(REQUIRED TASK):
Render the lines below as a Markdown table with two columns, No. and Line, putting each line's row number under No. and the line itself under Line. Leave out any blank lines.

(Data pulled from a collection):
* start *

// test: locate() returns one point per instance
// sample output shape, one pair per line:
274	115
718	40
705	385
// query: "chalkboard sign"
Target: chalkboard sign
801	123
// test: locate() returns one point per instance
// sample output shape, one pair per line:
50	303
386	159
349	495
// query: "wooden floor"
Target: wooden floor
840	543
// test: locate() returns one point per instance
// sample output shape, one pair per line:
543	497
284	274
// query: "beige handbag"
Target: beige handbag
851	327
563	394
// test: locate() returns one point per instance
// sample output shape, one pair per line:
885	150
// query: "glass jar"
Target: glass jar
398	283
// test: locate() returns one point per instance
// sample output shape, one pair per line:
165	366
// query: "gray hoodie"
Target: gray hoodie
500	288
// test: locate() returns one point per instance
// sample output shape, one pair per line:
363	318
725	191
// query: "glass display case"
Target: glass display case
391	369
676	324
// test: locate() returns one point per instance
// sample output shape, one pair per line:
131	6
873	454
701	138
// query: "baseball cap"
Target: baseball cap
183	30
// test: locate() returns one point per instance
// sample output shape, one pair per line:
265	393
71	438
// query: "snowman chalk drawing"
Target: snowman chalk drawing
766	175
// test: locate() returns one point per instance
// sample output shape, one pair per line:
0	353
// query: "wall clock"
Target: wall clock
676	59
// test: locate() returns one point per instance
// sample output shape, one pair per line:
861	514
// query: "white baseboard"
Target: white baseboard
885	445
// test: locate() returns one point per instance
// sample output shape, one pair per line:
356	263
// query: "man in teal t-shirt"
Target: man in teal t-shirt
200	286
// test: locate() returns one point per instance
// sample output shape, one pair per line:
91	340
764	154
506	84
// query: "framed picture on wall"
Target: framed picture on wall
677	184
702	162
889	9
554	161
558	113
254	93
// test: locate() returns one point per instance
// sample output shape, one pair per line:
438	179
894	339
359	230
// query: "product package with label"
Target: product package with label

* end *

(ANSWER IN FULL):
| No. | Line |
|---|---|
| 1 | // test: locate() returns one point per instance |
| 2 | // sample output shape, one pair per line: |
| 3 | 274	115 |
| 4 | 718	40 |
| 5 | 705	385 |
| 6 | // query: "chalkboard sign" |
| 7 | Target: chalkboard sign |
| 8 | 801	123 |
| 9 | // test: locate() returns one point per instance |
| 10 | // sample output shape, one pair per line: |
| 11 | 50	303 |
| 12 | 386	159 |
| 13 | 349	495 |
| 14 | // query: "wooden floor" |
| 15 | Target: wooden floor |
| 16 | 840	543 |
| 17 | // test: locate() returns one point per instance |
| 18 | // sample output shape, one pair per line: |
| 19 | 543	497 |
| 20 | 284	274 |
| 21 | // query: "beige handbag" |
| 22 | Target: beige handbag |
| 23 | 851	327 |
| 24 | 563	394 |
| 25 | // test: locate() returns one point per instance |
| 26 | // sample output shape, one pair per line: |
| 27 | 885	150 |
| 28 | // query: "glass jar" |
| 29 | Target: glass jar |
| 30 | 398	283 |
| 31 | // test: locate() returns one point per instance |
| 32 | // sample output shape, one pair per line: |
| 33 | 165	366 |
| 34 | // query: "gray hoodie" |
| 35 | Target: gray hoodie |
| 36 | 500	288 |
| 37 | // test: locate() returns one point per instance |
| 38 | // sample output shape, one pair per line: |
| 39 | 363	318 |
| 40 | 725	191 |
| 41 | // query: "glass display case" |
| 42 | Target: glass display case |
| 43 | 391	369 |
| 44 | 676	324 |
| 45 | // test: locate() returns one point per instance |
| 46 | // sample output shape, one pair per line: |
| 47 | 131	6 |
| 48 | 873	454 |
| 49 | 701	138 |
| 50 | // query: "baseball cap" |
| 51 | Target: baseball cap |
| 52 | 183	30 |
| 53 | // test: locate() returns one point per instance |
| 54 | // sample output shape, one pair per line: |
| 55 | 265	393 |
| 56 | 71	438 |
| 57 | // query: "snowman chalk drawing" |
| 58 | Target: snowman chalk drawing |
| 59 | 766	175 |
| 60 | // test: locate() returns one point per instance |
| 61 | // sample output shape, one pair per line: |
| 62 | 0	353 |
| 63 | // query: "wall clock" |
| 64 | Target: wall clock |
| 65 | 676	59 |
| 66 | // test: locate() returns one point per instance |
| 67 | // sample output shape, one pair per line: |
| 68 | 861	514 |
| 69 | // query: "white baseboard" |
| 70 | Target: white baseboard |
| 71 | 885	445 |
| 72 | // test: locate() returns one point per instance |
| 73 | // sample output shape, one pair per line: |
| 74 | 356	263 |
| 75 | // query: "man in teal t-shirt" |
| 76 | Target: man in teal t-shirt |
| 77 | 200	286 |
| 78 | // test: locate() returns one point per instance |
| 79 | // sample output shape, one pair per line: |
| 80 | 91	340 |
| 81 | 764	154 |
| 82 | 506	84 |
| 83 | // query: "framed picture on wall" |
| 84 | Target: framed picture on wall |
| 85 | 677	184 |
| 86 | 702	162 |
| 87 | 889	9 |
| 88 | 554	161 |
| 89 | 558	113 |
| 90 | 254	93 |
| 91 | // test: locate() returns one point per instance |
| 92 | // sample output shape, one pair per line: |
| 93 | 438	179 |
| 94 | 894	339 |
| 95 | 359	230 |
| 96 | // query: "product package with label" |
| 97 | Target: product package with label |